Assigned task:
Repeat the data below with no changes.

[Stored data]
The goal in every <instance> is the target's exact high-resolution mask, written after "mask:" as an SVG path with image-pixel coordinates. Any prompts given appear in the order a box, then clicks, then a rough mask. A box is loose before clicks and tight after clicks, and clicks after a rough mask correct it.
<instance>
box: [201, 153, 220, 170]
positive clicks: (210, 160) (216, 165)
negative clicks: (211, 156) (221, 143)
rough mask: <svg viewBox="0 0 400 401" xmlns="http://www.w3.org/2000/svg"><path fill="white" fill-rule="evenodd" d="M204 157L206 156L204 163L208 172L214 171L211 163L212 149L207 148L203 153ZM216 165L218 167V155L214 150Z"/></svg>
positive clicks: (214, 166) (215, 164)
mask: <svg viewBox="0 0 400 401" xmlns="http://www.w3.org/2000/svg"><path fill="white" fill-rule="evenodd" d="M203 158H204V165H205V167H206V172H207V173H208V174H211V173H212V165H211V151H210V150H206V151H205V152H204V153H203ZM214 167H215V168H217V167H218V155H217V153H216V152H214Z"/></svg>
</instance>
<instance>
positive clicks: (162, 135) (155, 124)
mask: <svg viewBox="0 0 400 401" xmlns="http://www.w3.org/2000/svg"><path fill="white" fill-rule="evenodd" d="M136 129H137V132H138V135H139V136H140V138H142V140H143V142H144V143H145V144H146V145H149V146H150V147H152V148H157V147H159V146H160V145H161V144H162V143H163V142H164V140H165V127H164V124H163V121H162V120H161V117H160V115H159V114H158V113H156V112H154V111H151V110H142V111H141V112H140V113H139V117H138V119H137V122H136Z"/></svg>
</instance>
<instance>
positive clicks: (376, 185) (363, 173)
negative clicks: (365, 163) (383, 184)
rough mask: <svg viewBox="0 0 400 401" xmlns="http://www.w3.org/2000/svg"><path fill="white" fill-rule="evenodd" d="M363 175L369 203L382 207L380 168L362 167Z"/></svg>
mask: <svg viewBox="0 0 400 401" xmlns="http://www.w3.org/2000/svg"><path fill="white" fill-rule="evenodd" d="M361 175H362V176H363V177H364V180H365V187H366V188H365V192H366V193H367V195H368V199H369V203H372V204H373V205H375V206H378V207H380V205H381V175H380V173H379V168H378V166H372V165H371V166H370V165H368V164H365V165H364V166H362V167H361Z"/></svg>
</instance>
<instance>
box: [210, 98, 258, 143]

Output for this task:
The goal in every <instance> is the target's exact high-resolution mask, written after "mask:" as an SVG path with image-pixel coordinates. Any prompts given appear in the order a box, then clicks, then a rough mask. A box is loose before clicks and tight after clicks, and clicks after a rough mask correct it.
<instance>
box: [201, 153, 220, 170]
positive clicks: (210, 160) (216, 165)
negative clicks: (211, 156) (221, 143)
rough mask: <svg viewBox="0 0 400 401" xmlns="http://www.w3.org/2000/svg"><path fill="white" fill-rule="evenodd" d="M204 157L206 156L204 163L208 172L214 171L211 163L212 149L207 148L203 153ZM216 165L218 167V155L214 150Z"/></svg>
positive clicks: (214, 166) (215, 164)
mask: <svg viewBox="0 0 400 401" xmlns="http://www.w3.org/2000/svg"><path fill="white" fill-rule="evenodd" d="M203 158H204V165H205V167H206V172H207V173H208V174H211V173H212V165H211V151H210V150H206V151H205V152H204V153H203ZM214 167H215V168H217V167H218V155H217V153H216V152H214Z"/></svg>
</instance>
<instance>
positive clicks: (162, 135) (155, 124)
mask: <svg viewBox="0 0 400 401" xmlns="http://www.w3.org/2000/svg"><path fill="white" fill-rule="evenodd" d="M136 129H137V132H138V135H139V136H140V138H142V140H143V142H144V143H145V144H146V145H149V146H150V147H152V148H157V147H159V146H160V145H161V144H162V143H163V142H164V140H165V127H164V124H163V121H162V120H161V117H160V115H159V114H158V113H156V112H154V111H151V110H142V111H141V112H140V113H139V117H138V119H137V122H136Z"/></svg>
</instance>
<instance>
positive clicks: (376, 185) (363, 173)
negative clicks: (365, 163) (383, 184)
rough mask: <svg viewBox="0 0 400 401" xmlns="http://www.w3.org/2000/svg"><path fill="white" fill-rule="evenodd" d="M363 175L369 203L382 207L380 168L362 167Z"/></svg>
mask: <svg viewBox="0 0 400 401" xmlns="http://www.w3.org/2000/svg"><path fill="white" fill-rule="evenodd" d="M361 175H362V176H363V177H364V180H365V187H366V188H365V192H366V193H367V195H368V199H369V203H372V204H373V205H375V206H378V207H380V205H381V175H380V173H379V168H378V166H372V165H371V166H370V165H368V164H365V165H364V166H362V167H361Z"/></svg>
</instance>
<instance>
box: [210, 98, 258, 143]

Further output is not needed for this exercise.